# [Goal]
Here are some records. Copy each one exactly.

# [Records for the exercise]

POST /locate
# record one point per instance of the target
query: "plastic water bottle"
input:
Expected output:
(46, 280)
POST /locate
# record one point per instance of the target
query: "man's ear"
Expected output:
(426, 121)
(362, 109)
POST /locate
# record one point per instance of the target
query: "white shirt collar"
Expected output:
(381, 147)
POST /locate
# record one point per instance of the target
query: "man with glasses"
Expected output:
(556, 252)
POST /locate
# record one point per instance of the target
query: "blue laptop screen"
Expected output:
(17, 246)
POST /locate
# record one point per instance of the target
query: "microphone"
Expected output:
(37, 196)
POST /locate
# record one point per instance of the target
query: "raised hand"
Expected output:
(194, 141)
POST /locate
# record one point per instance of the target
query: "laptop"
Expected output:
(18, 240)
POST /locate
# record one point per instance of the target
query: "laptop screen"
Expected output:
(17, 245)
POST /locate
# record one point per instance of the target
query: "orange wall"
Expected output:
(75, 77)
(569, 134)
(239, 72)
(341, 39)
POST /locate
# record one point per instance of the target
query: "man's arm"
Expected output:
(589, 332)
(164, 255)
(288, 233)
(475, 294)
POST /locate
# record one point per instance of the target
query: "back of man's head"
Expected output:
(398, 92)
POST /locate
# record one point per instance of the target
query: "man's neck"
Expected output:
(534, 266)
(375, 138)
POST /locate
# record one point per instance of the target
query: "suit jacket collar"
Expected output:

# [Response]
POST /locate
# record one point per instance of the target
query: "plastic water bottle"
input:
Expected output:
(46, 280)
POST /locate
# record one point per instance of the target
query: "man's ear"
Expected output:
(426, 121)
(362, 109)
POST /locate
# record one point per instance of the target
query: "white shirt collar"
Expected output:
(381, 147)
POST /locate
# record one point per instance of the target
query: "man with glasses"
Expected output:
(556, 252)
POST /locate
# record one point per instance of the target
query: "blue laptop screen"
Expected output:
(17, 246)
POST /locate
# record one point per instance of the target
query: "microphone"
Expected output:
(37, 196)
POST /locate
# record one point per instance of the target
query: "raised hand"
Expected output:
(194, 141)
POST /locate
# record one point per instance of the target
query: "laptop"
Expected output:
(18, 240)
POST /locate
# record one point per instance of the target
query: "laptop screen"
Expected output:
(17, 245)
POST /locate
# record one point per instance of the target
query: "orange wall"
Expected output:
(75, 77)
(569, 134)
(239, 72)
(341, 39)
POST /locate
# record one point per instance of the target
query: "man's arm"
Expected output:
(589, 332)
(164, 255)
(288, 233)
(475, 294)
POST /locate
# record one point per instance of the target
query: "back of man's head"
Expected output:
(398, 92)
POST /locate
# record one point per instance of the target
query: "man's neck"
Expected output:
(534, 266)
(375, 138)
POST /locate
# record one point per instance of the target
query: "suit jacket collar"
Expected output:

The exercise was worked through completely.